### [Directions for this task]
Give the entries again, precisely as they were written.

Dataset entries

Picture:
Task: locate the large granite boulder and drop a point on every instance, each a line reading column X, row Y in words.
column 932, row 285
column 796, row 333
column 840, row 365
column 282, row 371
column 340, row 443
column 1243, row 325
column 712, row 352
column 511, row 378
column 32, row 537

### [Response to the exercise]
Picture:
Task: locate the large granite boulder and drop a point on every instance, each a line reading column X, row Y in words.
column 932, row 285
column 796, row 333
column 840, row 365
column 282, row 371
column 340, row 443
column 1243, row 325
column 712, row 352
column 511, row 378
column 32, row 537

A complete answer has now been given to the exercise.